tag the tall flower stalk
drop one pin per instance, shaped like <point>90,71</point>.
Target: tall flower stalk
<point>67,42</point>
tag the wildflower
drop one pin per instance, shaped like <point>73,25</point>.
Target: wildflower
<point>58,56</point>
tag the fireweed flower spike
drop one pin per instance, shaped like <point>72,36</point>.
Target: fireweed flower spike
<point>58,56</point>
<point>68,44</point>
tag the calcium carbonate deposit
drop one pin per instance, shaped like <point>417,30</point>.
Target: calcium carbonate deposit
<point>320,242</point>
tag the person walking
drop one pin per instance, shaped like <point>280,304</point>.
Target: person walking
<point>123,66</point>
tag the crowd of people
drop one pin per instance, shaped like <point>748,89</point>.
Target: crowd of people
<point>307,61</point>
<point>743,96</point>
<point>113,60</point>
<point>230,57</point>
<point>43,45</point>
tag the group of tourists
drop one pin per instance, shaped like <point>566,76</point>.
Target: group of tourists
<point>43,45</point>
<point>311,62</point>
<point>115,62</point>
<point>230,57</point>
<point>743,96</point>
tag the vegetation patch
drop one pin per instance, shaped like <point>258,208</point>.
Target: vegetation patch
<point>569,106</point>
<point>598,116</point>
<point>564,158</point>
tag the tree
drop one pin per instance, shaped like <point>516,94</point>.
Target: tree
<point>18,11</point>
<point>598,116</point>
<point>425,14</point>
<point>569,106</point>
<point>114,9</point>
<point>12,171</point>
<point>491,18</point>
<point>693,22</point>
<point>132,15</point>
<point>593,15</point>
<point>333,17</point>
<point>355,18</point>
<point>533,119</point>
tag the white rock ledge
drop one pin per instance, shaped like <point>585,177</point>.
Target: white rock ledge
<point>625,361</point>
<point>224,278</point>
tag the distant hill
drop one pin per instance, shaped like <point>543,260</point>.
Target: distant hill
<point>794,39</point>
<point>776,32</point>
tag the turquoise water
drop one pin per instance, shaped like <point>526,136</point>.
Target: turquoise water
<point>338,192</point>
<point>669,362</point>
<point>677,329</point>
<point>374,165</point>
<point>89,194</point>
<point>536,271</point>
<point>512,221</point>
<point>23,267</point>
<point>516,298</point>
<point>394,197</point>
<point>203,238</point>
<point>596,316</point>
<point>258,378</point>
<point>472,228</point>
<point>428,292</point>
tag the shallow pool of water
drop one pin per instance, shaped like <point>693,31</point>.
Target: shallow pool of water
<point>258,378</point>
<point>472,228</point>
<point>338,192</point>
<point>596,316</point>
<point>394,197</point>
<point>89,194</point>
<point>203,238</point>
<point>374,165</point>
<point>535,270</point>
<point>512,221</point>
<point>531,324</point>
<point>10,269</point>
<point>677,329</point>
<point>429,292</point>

> **Task**:
Print every record above. Keep each one exactly as it is.

> **Final answer**:
tag the tall flower stalk
drop one pin per instance, shaped like <point>90,71</point>.
Target: tall flower stalk
<point>67,42</point>
tag the wildflower
drop one pin per instance, shaped like <point>73,25</point>.
Target: wildflower
<point>58,56</point>
tag the fireweed flower spike
drop one pin per instance, shaped like <point>72,36</point>.
Target: fireweed flower spike
<point>58,56</point>
<point>68,44</point>
tag the calcium carbonate deposit
drop one pin per instance, shaped like <point>417,30</point>.
Target: calcium carbonate deposit
<point>320,242</point>
tag the person walking
drop one pin per instance, shaped like <point>280,304</point>.
Target: person walking
<point>123,66</point>
tag the crowd of people
drop one pin per instance, shaped like <point>748,89</point>.
Target: crowd of people
<point>307,61</point>
<point>743,96</point>
<point>113,60</point>
<point>230,57</point>
<point>43,45</point>
tag the group of tourists
drop one pin per instance, shaped like <point>566,76</point>.
Target: group of tourists
<point>43,45</point>
<point>311,62</point>
<point>115,62</point>
<point>230,57</point>
<point>743,96</point>
tag the vegetation patch
drop one pin per instance, shaped like <point>258,208</point>.
Target: vegetation patch
<point>569,106</point>
<point>598,116</point>
<point>564,158</point>
tag the tree
drop one pin per instance, shaped like <point>516,94</point>.
Target: tree
<point>18,11</point>
<point>598,116</point>
<point>425,14</point>
<point>569,106</point>
<point>114,9</point>
<point>12,171</point>
<point>491,18</point>
<point>693,22</point>
<point>132,15</point>
<point>593,15</point>
<point>333,17</point>
<point>355,18</point>
<point>533,119</point>
tag the white rock ledge
drop one pin per instance, shaped like <point>585,177</point>.
Target: white rock ledge
<point>625,361</point>
<point>224,278</point>
tag the distant hill
drop one pin per instance, shaped like <point>543,260</point>.
Target: distant hill
<point>794,39</point>
<point>776,32</point>
tag the turquoise water
drop one pin per instance, shaped like <point>526,136</point>.
Target: turquoise water
<point>338,192</point>
<point>669,362</point>
<point>677,329</point>
<point>374,165</point>
<point>89,194</point>
<point>536,271</point>
<point>512,221</point>
<point>23,267</point>
<point>516,298</point>
<point>394,197</point>
<point>203,238</point>
<point>596,316</point>
<point>258,378</point>
<point>472,228</point>
<point>428,292</point>
tag the shallow pool of water
drop one pin per instance, shaped like <point>693,31</point>.
Target: shallow pool of water
<point>258,378</point>
<point>472,228</point>
<point>338,192</point>
<point>596,316</point>
<point>394,197</point>
<point>89,194</point>
<point>203,238</point>
<point>374,165</point>
<point>535,270</point>
<point>512,221</point>
<point>531,324</point>
<point>10,269</point>
<point>677,329</point>
<point>429,292</point>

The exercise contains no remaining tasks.